Exercise task: Please recast the entries as a two-column CSV with the headers entry_text and answer, one row per entry. Start with the line containing "pixel 215 328." and go through the line containing "pixel 221 302", both included, putting each field in quotes and turning line breaks into spaces.

---- Data supplied

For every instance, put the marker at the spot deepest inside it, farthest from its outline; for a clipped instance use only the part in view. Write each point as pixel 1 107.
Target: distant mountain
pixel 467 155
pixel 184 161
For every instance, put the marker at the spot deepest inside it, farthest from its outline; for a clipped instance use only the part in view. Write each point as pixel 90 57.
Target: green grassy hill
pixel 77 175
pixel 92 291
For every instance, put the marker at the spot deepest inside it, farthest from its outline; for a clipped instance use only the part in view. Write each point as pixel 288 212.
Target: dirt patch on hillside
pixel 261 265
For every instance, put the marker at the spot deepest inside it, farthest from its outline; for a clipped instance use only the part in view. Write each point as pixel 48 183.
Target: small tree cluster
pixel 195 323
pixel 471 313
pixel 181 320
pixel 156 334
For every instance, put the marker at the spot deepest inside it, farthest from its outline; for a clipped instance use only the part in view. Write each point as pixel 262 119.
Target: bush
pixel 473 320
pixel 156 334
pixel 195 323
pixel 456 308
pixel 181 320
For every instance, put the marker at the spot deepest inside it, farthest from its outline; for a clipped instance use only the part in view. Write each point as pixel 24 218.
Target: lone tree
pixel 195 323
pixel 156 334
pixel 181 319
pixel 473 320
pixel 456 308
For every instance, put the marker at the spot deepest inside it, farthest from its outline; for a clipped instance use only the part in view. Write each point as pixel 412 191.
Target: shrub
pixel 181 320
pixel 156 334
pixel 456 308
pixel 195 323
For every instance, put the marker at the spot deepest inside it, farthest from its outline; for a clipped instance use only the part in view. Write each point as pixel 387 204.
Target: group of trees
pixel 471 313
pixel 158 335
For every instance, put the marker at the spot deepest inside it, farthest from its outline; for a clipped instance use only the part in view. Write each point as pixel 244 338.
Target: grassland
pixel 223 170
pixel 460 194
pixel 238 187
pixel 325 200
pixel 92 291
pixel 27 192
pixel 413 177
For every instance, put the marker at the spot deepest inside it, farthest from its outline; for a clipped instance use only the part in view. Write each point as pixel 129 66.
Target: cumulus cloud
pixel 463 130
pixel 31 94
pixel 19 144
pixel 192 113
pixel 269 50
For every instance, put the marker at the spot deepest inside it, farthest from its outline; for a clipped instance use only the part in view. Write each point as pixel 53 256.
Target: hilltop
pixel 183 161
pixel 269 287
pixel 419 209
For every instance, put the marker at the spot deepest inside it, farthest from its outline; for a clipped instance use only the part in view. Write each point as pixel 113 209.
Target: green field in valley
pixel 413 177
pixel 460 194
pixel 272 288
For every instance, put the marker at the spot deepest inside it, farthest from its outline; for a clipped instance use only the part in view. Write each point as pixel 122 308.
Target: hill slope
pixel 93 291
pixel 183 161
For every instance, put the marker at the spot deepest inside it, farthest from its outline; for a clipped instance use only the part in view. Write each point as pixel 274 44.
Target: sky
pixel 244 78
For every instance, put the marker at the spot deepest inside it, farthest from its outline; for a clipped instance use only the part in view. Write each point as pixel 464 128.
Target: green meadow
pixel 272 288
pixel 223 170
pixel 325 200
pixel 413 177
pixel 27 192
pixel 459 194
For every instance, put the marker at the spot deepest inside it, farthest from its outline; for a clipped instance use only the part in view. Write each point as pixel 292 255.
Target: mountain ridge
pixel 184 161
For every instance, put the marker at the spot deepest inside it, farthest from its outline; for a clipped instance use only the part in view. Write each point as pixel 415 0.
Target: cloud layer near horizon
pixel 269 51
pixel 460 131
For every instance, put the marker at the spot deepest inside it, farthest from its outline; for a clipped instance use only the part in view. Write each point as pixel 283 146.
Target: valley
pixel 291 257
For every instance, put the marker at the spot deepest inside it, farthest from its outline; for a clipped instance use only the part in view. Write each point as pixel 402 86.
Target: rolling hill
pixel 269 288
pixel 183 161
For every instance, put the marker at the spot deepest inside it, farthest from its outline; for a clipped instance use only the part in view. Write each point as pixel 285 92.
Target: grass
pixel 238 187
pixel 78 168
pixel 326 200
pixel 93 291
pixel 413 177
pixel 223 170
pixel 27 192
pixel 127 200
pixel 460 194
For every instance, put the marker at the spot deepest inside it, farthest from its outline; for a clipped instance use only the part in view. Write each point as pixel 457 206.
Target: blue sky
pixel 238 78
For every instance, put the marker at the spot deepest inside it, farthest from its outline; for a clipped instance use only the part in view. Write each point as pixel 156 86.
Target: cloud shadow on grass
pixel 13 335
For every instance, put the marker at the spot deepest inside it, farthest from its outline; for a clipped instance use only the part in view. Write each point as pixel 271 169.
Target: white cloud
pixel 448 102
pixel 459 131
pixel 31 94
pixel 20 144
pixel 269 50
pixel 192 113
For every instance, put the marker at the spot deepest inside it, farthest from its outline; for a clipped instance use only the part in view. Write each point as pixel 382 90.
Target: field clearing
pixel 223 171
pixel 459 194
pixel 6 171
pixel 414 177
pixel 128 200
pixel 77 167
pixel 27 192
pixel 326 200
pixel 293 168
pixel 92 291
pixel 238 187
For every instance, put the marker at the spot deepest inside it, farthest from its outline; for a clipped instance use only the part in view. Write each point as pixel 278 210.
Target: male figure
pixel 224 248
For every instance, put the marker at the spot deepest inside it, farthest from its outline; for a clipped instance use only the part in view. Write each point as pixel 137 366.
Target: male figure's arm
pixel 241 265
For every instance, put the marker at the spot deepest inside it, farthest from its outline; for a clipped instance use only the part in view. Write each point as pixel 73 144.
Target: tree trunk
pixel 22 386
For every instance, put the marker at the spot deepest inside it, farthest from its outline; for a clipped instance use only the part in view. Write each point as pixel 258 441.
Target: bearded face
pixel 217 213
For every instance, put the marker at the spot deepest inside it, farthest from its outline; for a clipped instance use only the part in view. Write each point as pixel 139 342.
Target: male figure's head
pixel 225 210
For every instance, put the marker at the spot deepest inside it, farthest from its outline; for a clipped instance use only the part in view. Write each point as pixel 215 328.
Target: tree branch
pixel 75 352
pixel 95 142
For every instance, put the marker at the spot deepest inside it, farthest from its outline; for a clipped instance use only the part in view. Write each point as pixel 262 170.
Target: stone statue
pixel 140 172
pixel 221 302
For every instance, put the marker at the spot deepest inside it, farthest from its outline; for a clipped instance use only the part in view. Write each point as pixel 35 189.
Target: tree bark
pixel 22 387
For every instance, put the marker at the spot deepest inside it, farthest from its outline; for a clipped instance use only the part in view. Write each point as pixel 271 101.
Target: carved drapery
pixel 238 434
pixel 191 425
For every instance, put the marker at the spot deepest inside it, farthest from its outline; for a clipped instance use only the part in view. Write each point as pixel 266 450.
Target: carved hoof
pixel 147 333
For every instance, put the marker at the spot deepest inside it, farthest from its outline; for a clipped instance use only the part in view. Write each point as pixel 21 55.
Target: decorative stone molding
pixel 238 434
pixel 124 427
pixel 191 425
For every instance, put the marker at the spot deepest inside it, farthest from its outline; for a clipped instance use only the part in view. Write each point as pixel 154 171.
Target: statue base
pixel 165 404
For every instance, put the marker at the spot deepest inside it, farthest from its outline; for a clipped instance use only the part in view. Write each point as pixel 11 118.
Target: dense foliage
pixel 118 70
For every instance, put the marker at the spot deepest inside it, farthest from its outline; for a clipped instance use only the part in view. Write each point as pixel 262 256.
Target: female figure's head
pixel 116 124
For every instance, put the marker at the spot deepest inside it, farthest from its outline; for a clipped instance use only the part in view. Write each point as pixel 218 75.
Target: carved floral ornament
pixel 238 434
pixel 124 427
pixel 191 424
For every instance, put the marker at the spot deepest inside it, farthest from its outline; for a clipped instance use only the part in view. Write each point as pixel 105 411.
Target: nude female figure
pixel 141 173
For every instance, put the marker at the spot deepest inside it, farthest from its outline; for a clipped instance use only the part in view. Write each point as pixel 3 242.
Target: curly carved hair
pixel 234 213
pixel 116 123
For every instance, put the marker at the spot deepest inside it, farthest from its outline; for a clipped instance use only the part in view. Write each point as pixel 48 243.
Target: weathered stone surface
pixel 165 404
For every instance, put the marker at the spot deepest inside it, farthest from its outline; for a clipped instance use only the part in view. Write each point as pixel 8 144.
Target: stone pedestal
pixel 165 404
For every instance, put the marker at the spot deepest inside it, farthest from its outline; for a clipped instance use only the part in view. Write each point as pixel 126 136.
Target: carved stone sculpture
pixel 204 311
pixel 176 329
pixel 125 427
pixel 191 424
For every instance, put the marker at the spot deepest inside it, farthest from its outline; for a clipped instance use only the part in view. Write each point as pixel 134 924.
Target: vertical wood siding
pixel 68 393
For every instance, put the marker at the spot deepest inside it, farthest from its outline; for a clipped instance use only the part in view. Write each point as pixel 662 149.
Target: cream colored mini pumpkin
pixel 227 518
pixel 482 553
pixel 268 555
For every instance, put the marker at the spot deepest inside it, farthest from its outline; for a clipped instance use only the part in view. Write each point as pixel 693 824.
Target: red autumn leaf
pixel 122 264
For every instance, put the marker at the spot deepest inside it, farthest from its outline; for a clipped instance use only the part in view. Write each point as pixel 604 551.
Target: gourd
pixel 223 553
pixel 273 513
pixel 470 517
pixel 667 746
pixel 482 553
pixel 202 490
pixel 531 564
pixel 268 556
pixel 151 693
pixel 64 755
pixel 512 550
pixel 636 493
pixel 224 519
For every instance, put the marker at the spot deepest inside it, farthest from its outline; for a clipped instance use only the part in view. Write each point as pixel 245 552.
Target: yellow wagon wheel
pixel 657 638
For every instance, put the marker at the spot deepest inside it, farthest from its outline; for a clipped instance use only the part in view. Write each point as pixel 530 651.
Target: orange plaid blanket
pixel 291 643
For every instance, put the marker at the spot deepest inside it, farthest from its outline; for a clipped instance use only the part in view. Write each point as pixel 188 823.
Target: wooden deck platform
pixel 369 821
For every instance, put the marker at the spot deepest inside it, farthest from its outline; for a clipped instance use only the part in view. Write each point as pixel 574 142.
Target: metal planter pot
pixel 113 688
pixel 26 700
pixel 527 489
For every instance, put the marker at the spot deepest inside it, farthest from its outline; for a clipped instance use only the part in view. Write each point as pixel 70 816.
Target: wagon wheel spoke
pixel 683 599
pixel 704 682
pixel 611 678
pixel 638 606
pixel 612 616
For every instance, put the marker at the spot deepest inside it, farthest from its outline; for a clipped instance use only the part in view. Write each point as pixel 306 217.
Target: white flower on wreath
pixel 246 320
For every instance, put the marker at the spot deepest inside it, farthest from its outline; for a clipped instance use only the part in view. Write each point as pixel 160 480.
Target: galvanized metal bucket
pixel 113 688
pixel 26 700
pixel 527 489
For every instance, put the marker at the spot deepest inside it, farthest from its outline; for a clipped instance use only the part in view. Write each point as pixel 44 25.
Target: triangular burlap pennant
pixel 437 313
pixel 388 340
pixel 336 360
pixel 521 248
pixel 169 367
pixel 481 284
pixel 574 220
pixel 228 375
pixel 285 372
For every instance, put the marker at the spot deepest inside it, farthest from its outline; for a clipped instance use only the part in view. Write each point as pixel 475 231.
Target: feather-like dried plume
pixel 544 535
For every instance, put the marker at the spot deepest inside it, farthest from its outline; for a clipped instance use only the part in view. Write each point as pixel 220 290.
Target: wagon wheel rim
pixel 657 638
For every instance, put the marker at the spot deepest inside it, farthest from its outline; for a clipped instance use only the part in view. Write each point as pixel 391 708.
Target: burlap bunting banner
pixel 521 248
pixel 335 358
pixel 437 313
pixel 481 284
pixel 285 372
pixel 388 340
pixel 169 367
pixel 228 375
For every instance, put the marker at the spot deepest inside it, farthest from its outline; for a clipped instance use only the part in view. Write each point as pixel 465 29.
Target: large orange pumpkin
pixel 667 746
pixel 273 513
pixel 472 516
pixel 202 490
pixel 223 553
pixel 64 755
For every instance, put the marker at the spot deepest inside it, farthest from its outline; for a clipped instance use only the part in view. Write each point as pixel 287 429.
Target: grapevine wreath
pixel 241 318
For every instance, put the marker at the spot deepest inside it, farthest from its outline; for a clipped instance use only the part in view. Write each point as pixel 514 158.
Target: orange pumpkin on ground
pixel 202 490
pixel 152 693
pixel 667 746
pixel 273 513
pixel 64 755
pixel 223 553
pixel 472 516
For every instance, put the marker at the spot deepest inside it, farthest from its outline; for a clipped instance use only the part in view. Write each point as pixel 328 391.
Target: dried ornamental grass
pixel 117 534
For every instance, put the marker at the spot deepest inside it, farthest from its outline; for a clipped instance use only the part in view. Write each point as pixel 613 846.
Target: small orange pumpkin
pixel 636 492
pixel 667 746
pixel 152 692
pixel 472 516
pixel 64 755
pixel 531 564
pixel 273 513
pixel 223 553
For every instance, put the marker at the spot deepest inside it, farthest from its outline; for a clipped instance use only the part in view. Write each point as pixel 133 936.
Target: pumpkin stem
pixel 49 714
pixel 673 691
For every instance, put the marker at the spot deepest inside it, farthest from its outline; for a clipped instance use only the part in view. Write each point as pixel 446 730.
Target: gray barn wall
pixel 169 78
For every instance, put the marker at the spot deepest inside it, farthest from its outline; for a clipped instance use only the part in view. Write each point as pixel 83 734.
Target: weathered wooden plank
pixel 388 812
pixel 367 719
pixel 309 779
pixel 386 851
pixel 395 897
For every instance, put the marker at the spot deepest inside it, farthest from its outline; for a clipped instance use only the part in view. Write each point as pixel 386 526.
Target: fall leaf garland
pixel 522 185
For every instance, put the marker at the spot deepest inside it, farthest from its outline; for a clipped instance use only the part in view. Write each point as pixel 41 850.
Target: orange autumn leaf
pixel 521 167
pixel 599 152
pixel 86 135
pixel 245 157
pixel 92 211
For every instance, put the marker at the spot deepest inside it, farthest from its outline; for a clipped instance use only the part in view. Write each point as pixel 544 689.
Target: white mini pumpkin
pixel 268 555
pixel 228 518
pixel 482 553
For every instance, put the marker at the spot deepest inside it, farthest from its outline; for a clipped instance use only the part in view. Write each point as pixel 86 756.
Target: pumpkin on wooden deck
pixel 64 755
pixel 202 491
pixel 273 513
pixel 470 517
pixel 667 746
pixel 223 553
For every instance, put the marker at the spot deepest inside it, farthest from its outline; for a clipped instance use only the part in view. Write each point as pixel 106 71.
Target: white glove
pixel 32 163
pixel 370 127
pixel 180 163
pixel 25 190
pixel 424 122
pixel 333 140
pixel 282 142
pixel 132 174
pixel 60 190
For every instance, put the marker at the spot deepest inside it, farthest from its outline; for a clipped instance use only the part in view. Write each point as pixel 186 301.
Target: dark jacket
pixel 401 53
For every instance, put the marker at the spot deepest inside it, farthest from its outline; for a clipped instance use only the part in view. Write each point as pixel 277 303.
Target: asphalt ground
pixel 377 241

--------

Written solution:
entry_text,answer
"For every instance, put the marker at the spot deepest inside it, farthest from its outline; for a clipped instance use only the part in view. Write each point as pixel 215 328. Target: tree branch","pixel 75 352 pixel 95 142"
"For every instance, put the marker at the spot deepest inside it, farthest from its outline; for a clipped instance use only the part in view. Write each point as pixel 262 170. Target: stone statue","pixel 140 172 pixel 221 302"